:: Belge

Kentsel dönüşüm uygulamalarına paralel olarak, TCDD bünyesinde kısa zamanda Taşınmaz Mallar Dairesi’nin kurulduğu gözlenmektedir. Yeni birime verilen görevler şöyle özetlenebilir:

 

· TCDD’nin mülkiyetinde veya kullanımında bulunan arsa arazi ve binalara ait tüm bilgileri tek bir merkezde toplamak,

· Taşınmaz mallar üzerindeki gelişmelerin ve değer artışlarının yakından izlenmesi,

· Kiralama ve çeşitli şekillerde değerlendirilerek ihale edilecek taşınmaz mallar için gerekli işlemlerin gerçekleştirilmesi ve bunların her aşamada takibi,

· Taşınmaz malların değerlerini ve gelirlerini artıracak daha etkin ve verimli kullanımını sağlayacak düzenlemeler ve projeler hazırlayarak bunların uygulamaya konulmasını sağlamak,

 

Bu temel yaklaşımın 2000’li yıllarla birlikte ülkemizdeki kentsel dönüşüm uygulamalarına hakim olan anlayışla uyum içerisinde değiştiği görülmektedir. Artık kurumsal hedeflerin içerisinde;

 

· İhtiyaç fazlası taşınmaz malların değerlendirilerek satılması,

· Tüm gar ve istasyonların gelir getirecek şekilde alışveriş ve kültür merkezine dönüştürülmesi,

· Taşınmaz mallardan elde edilen gelirlerinin % 400’ün üzerine çıkarılması,

· Kentle bütünleşen en az 10 garın cazibe merkezi haline getirilebilmesi için imar planlarının tamamlanması,

· Taşınmaz mallardan elde edilen gelirin % 100 artırılması,

· Tüm garların kentle bütünleştirilmesi için gerekli çalışmaların sonuçlandırılması ve 16 garın imar planlarının tamamlatılması,

 

vb. hedefler sıkça yer alır hale gelmiştir.

::::
:: Sağlanan Bilgiler

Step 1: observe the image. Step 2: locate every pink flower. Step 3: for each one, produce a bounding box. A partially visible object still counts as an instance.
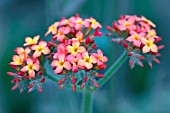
[126,31,145,47]
[53,27,70,42]
[118,16,136,31]
[10,54,25,65]
[21,58,40,78]
[15,47,31,55]
[72,31,84,42]
[45,22,59,36]
[78,51,97,69]
[24,35,40,46]
[92,49,108,66]
[86,17,102,29]
[51,54,71,74]
[67,53,84,73]
[141,37,158,53]
[141,16,156,28]
[53,43,68,59]
[70,17,90,30]
[66,41,86,56]
[31,41,50,58]
[148,29,156,37]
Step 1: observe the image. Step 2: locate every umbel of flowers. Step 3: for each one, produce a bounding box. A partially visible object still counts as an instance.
[7,14,108,92]
[106,15,164,68]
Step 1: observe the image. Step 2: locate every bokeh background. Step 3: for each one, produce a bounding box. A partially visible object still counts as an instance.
[0,0,170,113]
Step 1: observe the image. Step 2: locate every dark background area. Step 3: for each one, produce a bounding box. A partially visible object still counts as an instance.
[0,0,170,113]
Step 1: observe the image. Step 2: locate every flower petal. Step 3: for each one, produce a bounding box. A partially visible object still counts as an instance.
[64,62,71,70]
[54,66,63,74]
[142,46,150,53]
[28,70,35,78]
[42,47,50,55]
[151,44,158,52]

::::

→ Görevler ve Alıştırmalar:
• A. TCDD taşınmaz mallarıyla ilgili metne göre aşağıdaki ifadeler doğru mu? Her biri için evet ya da hayır deyin ve kararı belirleyen sözcükleri metinden aynen aktarın: (i) Taşınmaz Mallar Dairesi TCDD bünyesinde kurulmuştur. (ii) Hedefler arasında en az 20 garın cazibe merkezi haline getirilmesi yer alır. (iii) İhtiyaç fazlası taşınmaz malların satılması kurumsal hedefler arasındadır.
• B. TCDD taşınmaz mallarıyla ilgili metinde yeni kurulan birime verildiği söylenen görevler nelerdir? Hepsini sıralayın.
• C. TCDD taşınmaz mallarıyla ilgili metni, son cümlesinden sonra gelecek biçimde devam ettirin.
Kayıtlar bu alıştırmada hiçbir rol oynamaz.

→ Alıştırma Cevapları:
• A.
(i) Evet: "TCDD bünyesinde kısa zamanda Taşınmaz Mallar Dairesi’nin kurulduğu gözlenmektedir"
(ii) Hayır: "Kentle bütünleşen en az 10 garın cazibe merkezi haline getirilebilmesi için imar planlarının tamamlanması"
(iii) Evet: "İhtiyaç fazlası taşınmaz malların değerlendirilerek satılması"

• B.
1. TCDD’nin mülkiyetinde veya kullanımında bulunan arsa, arazi ve binalara ait tüm bilgileri tek bir merkezde toplamak
2. Taşınmaz mallar üzerindeki gelişmeleri ve değer artışlarını yakından izlemek
3. Kiralama ve çeşitli şekillerde değerlendirilerek ihale edilecek taşınmaz mallar için gerekli işlemleri gerçekleştirmek ve bunları her aşamada takip etmek
4. Taşınmaz malların değerlerini ve gelirlerini artıracak, daha etkin ve verimli kullanımlarını sağlayacak düzenlemeler ve projeler hazırlayıp bunların uygulamaya konulmasını sağlamak

• C.
Bu anlamda 27.04.2005 tarihli Resmi Gazete’de yayımlanarak yürürlüğe giren 5335 sayılı "Bazı Kanun ve Kanun Hükmünde Kararnamelerde Değişiklik Yapılmasına Dair Kanunun" 32. maddesi büyük önem taşımaktadır. Buna göre; TCDD mülkiyetindeki işletmecilik fazlası taşınmazların satılarak veya devredilerek satış veya devir bedellerinin yeni demiryolu inşaatı ve mevcut demiryollarının bakım ve onarımı ile iyileştirilmesinde kullanılması kaydıyla, taşınmazların satış veya devrine ilişkin konularda TCDD Yönetim Kurulu yetkilendirilmiştir. Yasa ile bazı vergi, resim, harç ve İmar Kanunu’nun bazı maddelerinden muafiyet sağlanmış bu kapsamda TCDD Genel Müdürlüğü, ekspertiz şirketlerine rayiç bedel tespit ettirmeye, gerçek ve özel hukuk kişilerine her ölçekteki imar planlarını yaptırmaya, ilan, reklam, proje, kontrollük, danışmanlık veya pazarlama gibi konularda hizmet satın almaya ve bütün bu giderler için satılan ve değerlendirilen taşınmazların tahsil edilen bedellerinin % 2’sini geçmemek üzere bu bedellerden ödeme yapmaya yetkilendirilmiştir.

            

Kanun kapsamında; yaklaşık 20 milyon m2 taşınmaz üzerinde ekspertiz hizmeti alınmıştır. İşletmecilik açısından ihtiyaç fazlası olan ve etaplar halinde satışı planlanan 520 adet taşınmazın satışının gerçekleşmesi halinde yaklaşık 190 milyon YTL gelir elde edilmesi hedeflenmiştir. Kanunun 07 Nisan 2007 tarihli Anayasa Mahkemesi kararı ile yürütmesi durdurulmuştur.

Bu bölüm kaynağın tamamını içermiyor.